EXTRACTED DATA:
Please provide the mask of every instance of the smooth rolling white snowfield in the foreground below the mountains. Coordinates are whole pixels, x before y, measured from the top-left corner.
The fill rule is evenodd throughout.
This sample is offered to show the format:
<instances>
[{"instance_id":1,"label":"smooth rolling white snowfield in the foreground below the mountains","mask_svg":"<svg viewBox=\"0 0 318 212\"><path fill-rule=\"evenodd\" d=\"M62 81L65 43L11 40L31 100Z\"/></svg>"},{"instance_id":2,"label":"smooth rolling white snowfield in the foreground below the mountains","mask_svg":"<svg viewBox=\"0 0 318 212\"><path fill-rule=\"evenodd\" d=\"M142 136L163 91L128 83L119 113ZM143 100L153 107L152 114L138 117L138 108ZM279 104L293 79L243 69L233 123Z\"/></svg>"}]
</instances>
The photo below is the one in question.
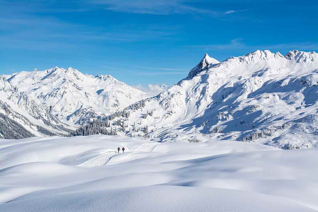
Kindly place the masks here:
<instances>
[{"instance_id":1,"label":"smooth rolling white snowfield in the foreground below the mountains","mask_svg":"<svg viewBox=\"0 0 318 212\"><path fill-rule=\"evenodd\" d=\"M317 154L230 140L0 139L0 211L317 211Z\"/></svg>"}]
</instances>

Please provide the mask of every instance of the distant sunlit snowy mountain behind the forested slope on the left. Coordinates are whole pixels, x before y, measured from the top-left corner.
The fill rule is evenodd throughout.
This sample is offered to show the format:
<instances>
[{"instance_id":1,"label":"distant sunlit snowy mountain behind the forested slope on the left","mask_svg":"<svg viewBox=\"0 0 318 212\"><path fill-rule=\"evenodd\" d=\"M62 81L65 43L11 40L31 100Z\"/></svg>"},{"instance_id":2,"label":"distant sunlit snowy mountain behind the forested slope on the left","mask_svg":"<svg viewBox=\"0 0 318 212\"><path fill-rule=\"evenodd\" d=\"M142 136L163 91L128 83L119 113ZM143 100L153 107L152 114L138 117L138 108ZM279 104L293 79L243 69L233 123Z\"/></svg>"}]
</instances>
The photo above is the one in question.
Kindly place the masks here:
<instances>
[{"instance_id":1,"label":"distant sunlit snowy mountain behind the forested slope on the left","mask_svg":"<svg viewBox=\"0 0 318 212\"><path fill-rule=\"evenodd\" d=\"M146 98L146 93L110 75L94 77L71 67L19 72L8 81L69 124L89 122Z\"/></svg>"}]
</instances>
---
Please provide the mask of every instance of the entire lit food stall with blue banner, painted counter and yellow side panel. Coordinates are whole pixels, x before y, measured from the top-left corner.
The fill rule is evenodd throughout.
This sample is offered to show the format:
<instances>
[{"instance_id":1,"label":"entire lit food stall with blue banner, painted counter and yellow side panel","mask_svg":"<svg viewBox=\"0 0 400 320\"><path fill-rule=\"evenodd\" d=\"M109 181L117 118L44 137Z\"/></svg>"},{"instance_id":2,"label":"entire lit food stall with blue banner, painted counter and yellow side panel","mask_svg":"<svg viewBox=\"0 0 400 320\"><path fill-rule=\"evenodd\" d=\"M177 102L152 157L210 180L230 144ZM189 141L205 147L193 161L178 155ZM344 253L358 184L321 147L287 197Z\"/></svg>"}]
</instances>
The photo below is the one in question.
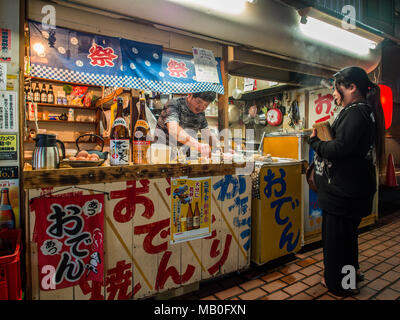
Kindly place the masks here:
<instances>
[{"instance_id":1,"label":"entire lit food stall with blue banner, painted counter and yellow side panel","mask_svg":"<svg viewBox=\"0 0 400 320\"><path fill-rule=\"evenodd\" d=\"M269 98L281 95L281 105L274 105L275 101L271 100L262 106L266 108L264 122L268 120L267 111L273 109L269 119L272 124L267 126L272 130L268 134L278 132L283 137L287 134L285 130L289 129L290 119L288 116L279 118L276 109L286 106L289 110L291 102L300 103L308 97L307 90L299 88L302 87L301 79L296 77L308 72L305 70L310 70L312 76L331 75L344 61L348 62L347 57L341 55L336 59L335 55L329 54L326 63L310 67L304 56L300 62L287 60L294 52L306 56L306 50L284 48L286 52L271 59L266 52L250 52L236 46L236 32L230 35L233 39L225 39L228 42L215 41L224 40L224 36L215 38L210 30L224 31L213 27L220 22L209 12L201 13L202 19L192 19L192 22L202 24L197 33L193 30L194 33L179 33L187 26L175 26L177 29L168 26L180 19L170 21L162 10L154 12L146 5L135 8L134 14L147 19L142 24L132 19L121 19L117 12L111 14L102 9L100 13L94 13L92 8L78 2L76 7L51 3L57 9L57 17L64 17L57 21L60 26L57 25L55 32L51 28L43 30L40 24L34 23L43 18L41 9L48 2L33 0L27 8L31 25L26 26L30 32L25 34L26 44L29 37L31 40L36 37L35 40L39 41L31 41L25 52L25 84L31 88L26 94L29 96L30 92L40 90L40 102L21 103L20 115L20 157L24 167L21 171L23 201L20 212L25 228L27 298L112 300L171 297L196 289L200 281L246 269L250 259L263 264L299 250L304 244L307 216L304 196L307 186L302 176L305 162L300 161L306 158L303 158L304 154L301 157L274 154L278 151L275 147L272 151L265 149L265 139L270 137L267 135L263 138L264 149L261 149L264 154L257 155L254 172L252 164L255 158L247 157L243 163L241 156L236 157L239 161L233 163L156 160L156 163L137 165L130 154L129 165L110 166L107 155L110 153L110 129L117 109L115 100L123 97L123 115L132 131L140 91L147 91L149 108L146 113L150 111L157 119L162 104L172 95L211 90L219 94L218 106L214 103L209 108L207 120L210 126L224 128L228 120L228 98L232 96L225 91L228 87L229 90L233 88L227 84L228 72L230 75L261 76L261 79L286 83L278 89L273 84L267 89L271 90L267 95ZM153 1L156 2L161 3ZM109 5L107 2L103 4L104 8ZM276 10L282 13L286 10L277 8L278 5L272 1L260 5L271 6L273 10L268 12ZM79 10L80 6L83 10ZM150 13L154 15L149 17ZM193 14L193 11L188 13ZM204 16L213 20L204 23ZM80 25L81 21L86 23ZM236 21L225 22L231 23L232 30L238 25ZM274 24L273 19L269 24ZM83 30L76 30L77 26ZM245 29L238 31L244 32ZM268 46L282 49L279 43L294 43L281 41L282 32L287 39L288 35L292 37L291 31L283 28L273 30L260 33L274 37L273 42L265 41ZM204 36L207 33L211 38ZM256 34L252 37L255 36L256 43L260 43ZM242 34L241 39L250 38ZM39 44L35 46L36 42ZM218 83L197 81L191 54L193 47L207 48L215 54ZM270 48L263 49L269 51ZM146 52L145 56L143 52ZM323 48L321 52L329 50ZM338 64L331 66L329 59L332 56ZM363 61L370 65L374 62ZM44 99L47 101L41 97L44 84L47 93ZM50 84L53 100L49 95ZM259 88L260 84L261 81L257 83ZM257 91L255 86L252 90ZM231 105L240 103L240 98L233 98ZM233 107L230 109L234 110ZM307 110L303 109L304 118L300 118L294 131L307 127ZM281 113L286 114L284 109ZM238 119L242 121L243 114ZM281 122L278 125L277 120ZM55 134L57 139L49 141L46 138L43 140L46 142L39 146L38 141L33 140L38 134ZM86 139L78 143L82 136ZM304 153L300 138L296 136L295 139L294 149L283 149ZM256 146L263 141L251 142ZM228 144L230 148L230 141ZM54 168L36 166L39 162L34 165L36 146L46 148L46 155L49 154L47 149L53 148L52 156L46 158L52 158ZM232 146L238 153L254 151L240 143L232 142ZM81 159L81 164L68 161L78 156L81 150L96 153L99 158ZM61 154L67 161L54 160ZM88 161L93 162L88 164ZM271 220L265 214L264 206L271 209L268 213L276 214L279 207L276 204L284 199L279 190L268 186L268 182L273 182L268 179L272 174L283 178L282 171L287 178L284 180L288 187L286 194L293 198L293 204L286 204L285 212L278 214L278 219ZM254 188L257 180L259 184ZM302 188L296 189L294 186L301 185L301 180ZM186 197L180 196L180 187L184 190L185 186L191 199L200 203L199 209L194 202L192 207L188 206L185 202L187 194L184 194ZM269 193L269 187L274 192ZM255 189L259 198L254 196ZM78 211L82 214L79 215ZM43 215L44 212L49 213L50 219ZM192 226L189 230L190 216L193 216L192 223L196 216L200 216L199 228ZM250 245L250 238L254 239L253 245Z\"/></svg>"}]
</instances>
* * *
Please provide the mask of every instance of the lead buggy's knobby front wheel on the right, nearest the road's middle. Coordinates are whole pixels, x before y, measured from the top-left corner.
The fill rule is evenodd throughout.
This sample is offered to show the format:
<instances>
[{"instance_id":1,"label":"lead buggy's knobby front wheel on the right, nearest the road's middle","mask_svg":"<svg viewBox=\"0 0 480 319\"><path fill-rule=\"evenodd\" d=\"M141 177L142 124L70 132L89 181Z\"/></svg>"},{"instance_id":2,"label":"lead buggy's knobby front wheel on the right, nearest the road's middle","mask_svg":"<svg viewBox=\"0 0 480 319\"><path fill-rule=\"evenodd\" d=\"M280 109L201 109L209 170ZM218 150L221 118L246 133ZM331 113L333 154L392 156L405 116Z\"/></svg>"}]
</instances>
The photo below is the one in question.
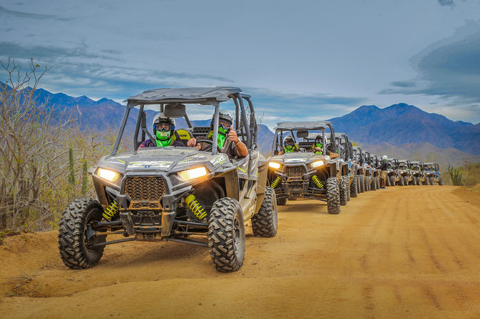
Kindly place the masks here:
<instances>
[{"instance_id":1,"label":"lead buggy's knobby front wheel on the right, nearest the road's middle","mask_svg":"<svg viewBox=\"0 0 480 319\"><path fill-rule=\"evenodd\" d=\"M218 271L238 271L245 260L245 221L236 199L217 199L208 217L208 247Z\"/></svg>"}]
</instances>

TASK DIRECTIONS: Search the records for the word "corner". Copy every line that has it.

RESPONSE:
Please provide the mask of every instance of the smooth rolling white snowfield in the foreground below the mountains. Coordinates are whole pixels, x before y, measured from the top-left corner.
Please provide the mask of every instance of the distant sunlit snowy mountain behind the forested slope on the left. Coordinates are whole pixels, x before y, measured from the top-left corner.
Please provide the mask of every instance of the entire lit food stall with blue banner, painted counter and yellow side panel. Coordinates are whole pixels, x before y, measured from the top-left corner.
Please provide the mask of every instance of the lead buggy's knobby front wheel on the right, nearest the road's middle. Coordinates are whole pixels, x before y, measured from the top-left corner.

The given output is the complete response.